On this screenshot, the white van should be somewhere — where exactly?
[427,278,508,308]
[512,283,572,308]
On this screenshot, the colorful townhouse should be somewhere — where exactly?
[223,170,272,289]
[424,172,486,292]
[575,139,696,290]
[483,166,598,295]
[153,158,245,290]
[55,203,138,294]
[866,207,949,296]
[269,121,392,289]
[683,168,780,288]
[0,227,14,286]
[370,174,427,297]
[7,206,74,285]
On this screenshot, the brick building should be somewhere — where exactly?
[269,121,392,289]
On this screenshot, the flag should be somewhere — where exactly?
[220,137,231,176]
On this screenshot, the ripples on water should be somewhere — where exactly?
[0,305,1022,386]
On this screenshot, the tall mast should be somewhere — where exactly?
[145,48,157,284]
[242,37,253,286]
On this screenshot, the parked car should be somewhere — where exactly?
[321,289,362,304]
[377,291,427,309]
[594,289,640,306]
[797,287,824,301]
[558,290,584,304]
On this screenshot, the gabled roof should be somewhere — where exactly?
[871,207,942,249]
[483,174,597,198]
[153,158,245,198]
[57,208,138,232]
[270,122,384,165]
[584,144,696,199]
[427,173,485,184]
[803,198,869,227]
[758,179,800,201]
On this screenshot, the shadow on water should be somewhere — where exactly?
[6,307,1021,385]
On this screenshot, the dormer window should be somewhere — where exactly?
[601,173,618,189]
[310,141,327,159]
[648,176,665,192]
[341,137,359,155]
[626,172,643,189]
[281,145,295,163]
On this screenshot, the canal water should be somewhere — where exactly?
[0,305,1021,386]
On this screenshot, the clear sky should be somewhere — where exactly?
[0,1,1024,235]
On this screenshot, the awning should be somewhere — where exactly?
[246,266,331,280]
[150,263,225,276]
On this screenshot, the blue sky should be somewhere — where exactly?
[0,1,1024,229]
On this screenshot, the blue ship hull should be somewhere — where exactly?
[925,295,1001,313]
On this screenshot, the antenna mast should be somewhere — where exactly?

....

> _Given exercise_
Copy out every record above, substituting "photo" for "screenshot" wherever it occurs and changing nothing else.

> _Task response_
On this photo, the white van should be somewhere — where exactly?
[427,278,508,308]
[512,283,572,308]
On this photo, the colorful townhouse should be somewhere — where exactly?
[223,170,272,289]
[424,172,486,292]
[575,139,696,290]
[483,166,598,295]
[153,158,245,290]
[55,203,138,294]
[866,207,949,296]
[269,121,392,289]
[683,168,780,288]
[0,227,14,286]
[370,174,427,297]
[7,206,74,285]
On this photo, the brick building should be somewhere — where exactly?
[269,121,392,289]
On this photo, the flag should be somewhere — where exactly?
[220,137,231,176]
On this photo, the ripples on water should be somewhere — where exactly?
[0,305,1022,386]
On this photo, the tall mast should be somewhere — where exactly?
[145,48,157,284]
[242,37,253,286]
On this photo, the parked car should be somewhere — where exactly?
[321,289,362,304]
[377,291,427,309]
[594,289,640,306]
[797,287,824,301]
[558,290,584,304]
On this photo, the gabled roof should be somewhere — where exactly?
[871,207,942,249]
[483,174,597,198]
[153,158,245,198]
[57,208,138,232]
[270,122,384,165]
[584,144,696,199]
[427,173,485,184]
[803,198,869,227]
[758,179,800,201]
On this photo, the shadow on water should be somewhere — where exactly?
[6,307,1021,385]
On this photo, the dormer window should be somewhere — where exactly?
[601,173,618,189]
[310,141,327,159]
[648,176,665,192]
[341,137,359,155]
[626,172,643,189]
[281,145,295,163]
On this photo, the canal water should be somewhere — where exactly?
[0,305,1021,386]
On this photo, the clear sky should be somewhere — where exactly?
[0,1,1024,235]
On this photo, the awning should be somewhere — where exactly?
[246,266,331,280]
[150,263,225,276]
On this photo, the blue sky should be somewhere — where exactly?
[0,1,1024,229]
On this photo, the blue ship hull should be somewhere — where exactly?
[925,295,1001,313]
On this photo, the antenna mast should be somewhere — where exactly?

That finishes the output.